● **Stated problem a**
Transcribe the part of the wireless systems passage below that opens with the words containing "As wireless communication" and closes with "future wireless systems.".

● **Text segment**

[START]

As wireless communication systems evolve, wireless system design has become increasingly demanding in relation to equipment and performance requirements. Future wireless systems, which will be third generation (3G) and fourth generation (4G) systems compared to the first generation (1G) analog and second generation (2G) digital systems currently in use, will be required to provide high quality high transmission rate data services in addition to high quality voice services. Concurrent with the system service performance requirements will be equipment design constraints, which will strongly impact the design of mobile terminals. The 3G and 4G wireless mobile terminals will be required to be smaller, lighter, more power-efficient units that are also capable of providing the sophisticated voice and data services required of these future wireless systems.
Time-varying multi-path fading is an effect in wireless systems whereby a transmitted signal propagates along multiple paths to a receiver causing fading of the received signal due to the constructive and destructive summing of the signals at the receiver. Several methods are known for overcoming the effects of multi-path fading, such as time interleaving with error correction coding, implementing frequency diversity by utilizing spread spectrum techniques, or transmitter power control techniques. Each of these techniques, however, has drawbacks in regard to use for 3G and 4G wireless systems. Time interleaving may introduce unnecessary delay, spread spectrum techniques may require large bandwidth allocation to overcome a large coherence bandwidth, and power control techniques may require higher transmitter power than is desirable for sophisticated receiver-to-transmitter feedback techniques that increase mobile terminal complexity. All of these drawbacks have negative impact on achieving the desired characteristics for third and fourth generation mobile terminals.

[END]

● **Stated problem b**
Please rewrite the records below with "point_to" changed to "locate" everywhere it occurs, keeping everything else the same.

● **Task data**
[START]

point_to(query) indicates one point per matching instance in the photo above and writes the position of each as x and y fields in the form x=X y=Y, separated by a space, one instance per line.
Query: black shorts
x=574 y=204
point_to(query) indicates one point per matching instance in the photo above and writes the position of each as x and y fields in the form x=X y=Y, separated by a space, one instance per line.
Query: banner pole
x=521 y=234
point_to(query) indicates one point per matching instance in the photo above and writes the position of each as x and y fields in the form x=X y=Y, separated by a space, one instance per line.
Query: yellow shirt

[END]

● **Response a**
As wireless communication systems evolve, wireless system design has become increasingly demanding in relation to equipment and performance requirements. Future wireless systems, which will be third generation (3G) and fourth generation (4G) systems compared to the first generation (1G) analog and second generation (2G) digital systems currently in use, will be required to provide high quality high transmission rate data services in addition to high quality voice services. Concurrent with the system service performance requirements will be equipment design constraints, which will strongly impact the design of mobile terminals. The 3G and 4G wireless mobile terminals will be required to be smaller, lighter, more power-efficient units that are also capable of providing the sophisticated voice and data services required of these future wireless systems.

● **Response b**
locate(query) indicates one point per matching instance in the photo above and writes the position of each as x and y fields in the form x=X y=Y, separated by a space, one instance per line.
Query: black shorts
x=574 y=204
locate(query) indicates one point per matching instance in the photo above and writes the position of each as x and y fields in the form x=X y=Y, separated by a space, one instance per line.
Query: banner pole
x=521 y=234
locate(query) indicates one point per matching instance in the photo above and writes the position of each as x and y fields in the form x=X y=Y, separated by a space, one instance per line.
Query: yellow shirt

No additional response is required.